**Ausgewählter Auszug:**
========================================================================

Die russische Invasion wird jetzt dazu genutzt, dieses Programm voranzutreiben.

Die von der russischen Armee eingeschlossenen Städte sind doppelt eingeschlossen – von außen durch einen Ring russischer Truppen, von innen durch einen Ring ukrainischer Truppen, sowohl der Armee als auch der Nationalgarde als auch spontan bewaffneter Freiwilliger, die vor allem verhindern wollen, daß die Bevölkerung die belagerten Städte verlassen kann.
So hat die ukrainische Vizepräsidentin Iryna Wereschtschuk am 7.3. erklärt, keine humanitären Korridore, d.h. Fluchtrouten auf russisch besetztes Gebiet zu genehmigen. Dem schloß sich einen Tag später der Gouverneur der Region Sumi, Nikolai Klotschko, an, und verkündete, daß jeder erschossen wird, der Richtung Russland flüchten will.

Flüchtende und Überlebende aus Mariupol erzählten dem Korrespondenten der Komsomolskaja Pravda, Dmitrij Steschin, daß sie von ukrainischen Soldaten aus ihren Wohnungen in die Keller vertrieben wurden. Die Wohnungen wurden oftmals von den Soldaten oder Nationalgardisten in Beschlag genommen, die dort Maschinengewehre installierten oder einfach aus den Fenstern schossen auf alles, was sich bewegte.

========================================================================

**Daten zur Prüfung:**
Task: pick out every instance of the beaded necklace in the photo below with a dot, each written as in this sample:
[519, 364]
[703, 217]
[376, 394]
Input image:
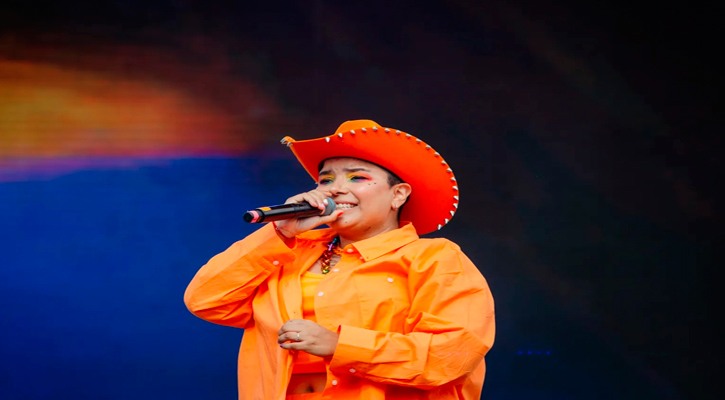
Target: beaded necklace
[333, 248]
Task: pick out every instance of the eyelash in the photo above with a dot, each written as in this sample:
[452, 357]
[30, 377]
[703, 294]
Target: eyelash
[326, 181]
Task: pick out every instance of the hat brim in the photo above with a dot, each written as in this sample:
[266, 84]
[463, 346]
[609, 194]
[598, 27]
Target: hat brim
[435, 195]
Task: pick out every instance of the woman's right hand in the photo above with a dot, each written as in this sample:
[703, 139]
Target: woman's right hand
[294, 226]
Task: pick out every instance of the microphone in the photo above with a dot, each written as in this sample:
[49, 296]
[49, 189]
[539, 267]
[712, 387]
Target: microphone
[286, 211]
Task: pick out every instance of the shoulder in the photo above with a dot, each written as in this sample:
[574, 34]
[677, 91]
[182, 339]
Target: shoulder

========================================================================

**Anforderung 1:** Kopieren Sie aus dem Auszug alles von „Die von der“ bis hinunter zu „Russland flüchten will.“.
**Anforderung 2:** Erklären Sie in ein bis drei Sätzen, warum der Auszug die von der russischen Armee eingeschlossenen Städte als doppelt eingeschlossen bezeichnet.
**Anforderung 3:** Was verkündete laut dem Auszug der Gouverneur der Region Sumi?
Die Datensätze stammen aus einer anderen Quelle als der Auszug.

**Erwartete Antwort 1:**
Die von der russischen Armee eingeschlossenen Städte sind doppelt eingeschlossen – von außen durch einen Ring russischer Truppen, von innen durch einen Ring ukrainischer Truppen, sowohl der Armee als auch der Nationalgarde als auch spontan bewaffneter Freiwilliger, die vor allem verhindern wollen, daß die Bevölkerung die belagerten Städte verlassen kann.
So hat die ukrainische Vizepräsidentin Iryna Wereschtschuk am 7.3. erklärt, keine humanitären Korridore, d.h. Fluchtrouten auf russisch besetztes Gebiet zu genehmigen. Dem schloß sich einen Tag später der Gouverneur der Region Sumi, Nikolai Klotschko, an, und verkündete, daß jeder erschossen wird, der Richtung Russland flüchten will.

**Erwartete Antwort 2:** Von außen umgibt sie ein Ring russischer Truppen. Von innen umgibt sie ein Ring ukrainischer Truppen aus Armee, Nationalgarde und spontan bewaffneten Freiwilligen, die vor allem verhindern wollen, dass die Bevölkerung die belagerten Städte verlässt.

**Erwartete Antwort 3:** Er verkündete, dass jeder erschossen wird, der Richtung Russland flüchten will.